**WHAT TO WORK ON:**
Answer these from the boxer biography:
1. On what date was Pichit Chor Siriwat born?
2. Who held the WBA junior flyweight title when he first challenged for it at Ramkhamhaeng University?
3. In which round did he beat Keiji "Prince" Yamaguchi?

Pichit Chor Siriwat (; stylized as Pichit Siriwat; born 31 January 1975), also known as Pichitnoi Sitbangprachan (พิชิตน้อย ศิษย์บางพระจันทร์), is a retired Thai professional boxer who was the WBA junior flyweight world champion in the late 90s.

Biography and boxing career
Pichit is a younger brother of Pichit Sitbangprachan, a Thai boxer who won IBF flyweight world champion in the early 90s. Both are boxers under Songchai Rattanasuban's stable. He first boxes named "Pichitnoi Sitbangprachan" (The Little Pichit) and got the chance to challenge WBA junior flyweight title with Leo Gámez, the Venezuelan holder at Ramkhamhaeng University on October 9, 1994, the result was that he was TKO in the sixth round due to his limited experience.

He still was supported to fight by Songchai and renamed "Pichit Chor Siriwat" after Chaipak Siriwat, a famous politician as a sponsored. He won PABA light flyweight champion in 1995 and defeated the title once. He  challenge  world champion in second time with Japanese boxer, Keiji "Prince" Yamaguchi at Osaka Prefectural Gymnasium, Osaka, Japan on December 3, 1996. This time, he won the champion by TKO in the second round.

**ITEMS:**
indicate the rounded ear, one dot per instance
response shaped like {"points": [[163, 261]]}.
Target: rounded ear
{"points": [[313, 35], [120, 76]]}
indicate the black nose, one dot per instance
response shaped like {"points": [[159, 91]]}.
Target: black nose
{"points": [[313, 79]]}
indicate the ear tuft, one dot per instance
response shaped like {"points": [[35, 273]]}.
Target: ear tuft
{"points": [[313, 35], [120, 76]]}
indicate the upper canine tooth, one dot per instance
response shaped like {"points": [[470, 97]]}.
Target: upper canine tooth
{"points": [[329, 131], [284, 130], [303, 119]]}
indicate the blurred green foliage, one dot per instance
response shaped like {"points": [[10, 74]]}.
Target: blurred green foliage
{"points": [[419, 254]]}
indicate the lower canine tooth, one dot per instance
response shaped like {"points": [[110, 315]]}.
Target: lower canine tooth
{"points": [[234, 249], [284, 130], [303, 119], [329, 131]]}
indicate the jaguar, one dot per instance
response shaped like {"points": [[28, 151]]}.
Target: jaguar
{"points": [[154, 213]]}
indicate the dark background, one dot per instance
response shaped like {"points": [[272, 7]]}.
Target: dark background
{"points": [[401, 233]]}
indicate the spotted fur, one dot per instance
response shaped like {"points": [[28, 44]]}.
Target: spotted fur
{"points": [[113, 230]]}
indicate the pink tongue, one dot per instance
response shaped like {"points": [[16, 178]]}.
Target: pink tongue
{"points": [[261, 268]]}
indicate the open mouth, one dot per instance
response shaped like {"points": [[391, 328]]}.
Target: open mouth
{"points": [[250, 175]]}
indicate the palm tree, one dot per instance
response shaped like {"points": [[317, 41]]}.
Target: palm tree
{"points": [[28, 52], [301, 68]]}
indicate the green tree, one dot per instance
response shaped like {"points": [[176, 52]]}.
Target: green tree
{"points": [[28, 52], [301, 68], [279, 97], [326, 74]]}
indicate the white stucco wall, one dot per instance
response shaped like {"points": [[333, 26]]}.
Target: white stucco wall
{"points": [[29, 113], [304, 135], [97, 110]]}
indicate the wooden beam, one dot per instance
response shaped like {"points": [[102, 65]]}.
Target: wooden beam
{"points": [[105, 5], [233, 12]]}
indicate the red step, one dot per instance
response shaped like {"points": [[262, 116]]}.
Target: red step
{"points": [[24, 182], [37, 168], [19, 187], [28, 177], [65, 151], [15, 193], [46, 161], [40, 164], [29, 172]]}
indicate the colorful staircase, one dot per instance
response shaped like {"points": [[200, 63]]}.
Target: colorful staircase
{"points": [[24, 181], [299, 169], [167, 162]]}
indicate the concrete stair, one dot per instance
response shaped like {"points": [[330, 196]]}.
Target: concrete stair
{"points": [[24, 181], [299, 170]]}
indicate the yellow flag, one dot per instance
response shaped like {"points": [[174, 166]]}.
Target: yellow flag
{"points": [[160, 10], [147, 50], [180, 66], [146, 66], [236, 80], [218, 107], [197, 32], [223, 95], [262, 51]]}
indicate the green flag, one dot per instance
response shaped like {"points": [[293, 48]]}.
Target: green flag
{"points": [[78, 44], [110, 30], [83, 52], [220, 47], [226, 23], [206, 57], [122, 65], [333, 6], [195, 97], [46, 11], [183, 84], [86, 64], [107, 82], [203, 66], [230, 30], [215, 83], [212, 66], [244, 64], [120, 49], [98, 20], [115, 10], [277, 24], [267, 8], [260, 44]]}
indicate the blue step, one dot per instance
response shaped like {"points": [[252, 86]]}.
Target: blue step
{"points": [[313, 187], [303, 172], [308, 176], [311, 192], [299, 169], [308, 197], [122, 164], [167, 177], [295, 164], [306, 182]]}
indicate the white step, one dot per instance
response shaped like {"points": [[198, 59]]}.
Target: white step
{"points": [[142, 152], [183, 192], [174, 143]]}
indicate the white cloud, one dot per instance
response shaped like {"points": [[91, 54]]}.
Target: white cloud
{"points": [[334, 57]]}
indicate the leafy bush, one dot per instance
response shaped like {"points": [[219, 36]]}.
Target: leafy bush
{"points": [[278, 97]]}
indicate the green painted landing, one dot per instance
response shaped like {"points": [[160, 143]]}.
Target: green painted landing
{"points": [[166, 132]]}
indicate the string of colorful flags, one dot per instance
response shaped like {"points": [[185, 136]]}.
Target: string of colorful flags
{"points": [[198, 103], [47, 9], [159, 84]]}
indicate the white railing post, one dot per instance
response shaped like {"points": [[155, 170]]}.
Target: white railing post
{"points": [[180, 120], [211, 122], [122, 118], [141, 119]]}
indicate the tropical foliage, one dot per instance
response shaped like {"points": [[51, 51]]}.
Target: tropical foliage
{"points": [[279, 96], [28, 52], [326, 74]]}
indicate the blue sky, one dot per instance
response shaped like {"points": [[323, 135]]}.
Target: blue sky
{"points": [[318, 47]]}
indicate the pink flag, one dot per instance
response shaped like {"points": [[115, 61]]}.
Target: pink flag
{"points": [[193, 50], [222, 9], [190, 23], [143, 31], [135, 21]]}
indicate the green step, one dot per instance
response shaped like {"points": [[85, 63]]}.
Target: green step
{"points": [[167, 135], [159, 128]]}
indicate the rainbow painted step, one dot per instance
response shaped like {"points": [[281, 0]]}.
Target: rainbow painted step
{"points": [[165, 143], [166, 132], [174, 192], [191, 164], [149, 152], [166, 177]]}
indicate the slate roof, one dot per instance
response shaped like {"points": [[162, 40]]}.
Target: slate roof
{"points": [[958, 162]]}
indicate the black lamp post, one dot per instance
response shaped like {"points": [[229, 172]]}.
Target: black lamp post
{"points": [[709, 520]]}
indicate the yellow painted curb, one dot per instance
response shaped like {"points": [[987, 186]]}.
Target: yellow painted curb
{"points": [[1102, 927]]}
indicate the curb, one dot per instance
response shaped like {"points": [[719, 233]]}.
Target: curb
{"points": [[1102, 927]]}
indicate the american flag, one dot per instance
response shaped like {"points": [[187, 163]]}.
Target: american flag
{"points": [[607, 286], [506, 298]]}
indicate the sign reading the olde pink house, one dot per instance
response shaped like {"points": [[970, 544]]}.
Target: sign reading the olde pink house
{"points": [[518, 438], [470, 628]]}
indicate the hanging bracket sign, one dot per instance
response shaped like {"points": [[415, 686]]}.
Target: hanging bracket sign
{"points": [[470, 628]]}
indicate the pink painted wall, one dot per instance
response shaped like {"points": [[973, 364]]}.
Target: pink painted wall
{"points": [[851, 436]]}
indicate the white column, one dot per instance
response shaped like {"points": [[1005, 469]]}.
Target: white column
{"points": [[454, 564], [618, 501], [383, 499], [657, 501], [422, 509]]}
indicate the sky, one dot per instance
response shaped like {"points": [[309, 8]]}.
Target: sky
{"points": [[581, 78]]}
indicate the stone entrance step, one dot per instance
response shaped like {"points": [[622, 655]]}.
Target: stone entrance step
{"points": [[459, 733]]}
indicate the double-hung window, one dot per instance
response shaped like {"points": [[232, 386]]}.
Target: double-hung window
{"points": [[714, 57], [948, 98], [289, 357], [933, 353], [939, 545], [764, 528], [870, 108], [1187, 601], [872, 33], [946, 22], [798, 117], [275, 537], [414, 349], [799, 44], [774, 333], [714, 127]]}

**CORRECT OUTPUT:**
1. 31 January 1975
2. Leo Gámez
3. The second round